## Set exercise
Reproduce every item below, substituting "Labeling task" for each occurrence of "Annotation task" and leaving all other text unchanged.

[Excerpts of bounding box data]
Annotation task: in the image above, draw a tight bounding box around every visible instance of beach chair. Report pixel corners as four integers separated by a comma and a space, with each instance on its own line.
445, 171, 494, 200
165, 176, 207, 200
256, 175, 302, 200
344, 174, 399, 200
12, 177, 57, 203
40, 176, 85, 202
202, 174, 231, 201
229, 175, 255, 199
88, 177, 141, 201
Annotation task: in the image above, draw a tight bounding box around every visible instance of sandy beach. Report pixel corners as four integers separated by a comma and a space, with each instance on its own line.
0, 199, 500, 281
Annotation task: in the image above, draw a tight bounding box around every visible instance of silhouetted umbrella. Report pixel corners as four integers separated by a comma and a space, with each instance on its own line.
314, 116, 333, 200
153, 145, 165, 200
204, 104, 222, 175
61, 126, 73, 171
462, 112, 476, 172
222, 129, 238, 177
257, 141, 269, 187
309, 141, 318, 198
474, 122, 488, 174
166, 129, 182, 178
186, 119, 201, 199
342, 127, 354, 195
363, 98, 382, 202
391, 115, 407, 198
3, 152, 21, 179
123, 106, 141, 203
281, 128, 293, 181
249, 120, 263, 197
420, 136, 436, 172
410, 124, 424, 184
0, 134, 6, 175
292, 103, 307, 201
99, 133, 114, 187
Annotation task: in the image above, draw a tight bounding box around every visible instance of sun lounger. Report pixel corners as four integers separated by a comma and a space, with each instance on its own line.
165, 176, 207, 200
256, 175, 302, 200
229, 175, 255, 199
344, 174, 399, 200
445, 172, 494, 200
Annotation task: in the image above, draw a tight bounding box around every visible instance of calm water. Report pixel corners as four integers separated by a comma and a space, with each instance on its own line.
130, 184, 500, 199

## Solution for this problem
Labeling task: in the image above, draw a tight bounding box around every visible instance of beach chair. Report pixel corners as four integers separated by a comma and a space, with each instance on its own line.
445, 171, 494, 200
165, 176, 207, 200
256, 175, 302, 200
344, 174, 399, 200
12, 177, 57, 203
40, 176, 85, 202
202, 174, 231, 201
229, 175, 255, 199
88, 177, 141, 201
Labeling task: in the image above, draw a tight bounding box around every visible instance of sandy beach. Report pixel corners as four integers separated by a comma and a space, with each instance on its own line.
0, 199, 500, 281
Labeling task: in the image above, draw a tight bounding box around every visible instance of silhouetted umbrella. Report pixel corners as four integers separated by a comma and a space, with each instance on its own line.
314, 116, 333, 200
153, 145, 165, 200
204, 104, 222, 175
61, 126, 73, 171
462, 112, 476, 172
222, 129, 238, 177
257, 141, 269, 187
309, 141, 318, 198
474, 122, 488, 174
166, 129, 182, 178
186, 119, 201, 199
342, 127, 354, 195
363, 98, 382, 202
391, 115, 407, 198
3, 152, 21, 179
123, 106, 141, 203
281, 128, 293, 181
249, 120, 263, 197
420, 136, 436, 172
410, 124, 424, 184
0, 134, 6, 175
292, 103, 307, 201
99, 133, 114, 187
Labeling task: in the image above, draw a tight bounding box around every visible instance of sun lounger. Report pixel corners as four integers separated by a comma and a space, with each instance on its own line.
165, 176, 207, 200
256, 175, 302, 200
229, 175, 255, 199
344, 174, 399, 200
445, 172, 494, 200
Labeling task: in the image above, draw a tight bounding box around every visible instance of calm water. Report pixel corners as four integers separated by a comma and a space, with each instance on its own line.
130, 184, 500, 199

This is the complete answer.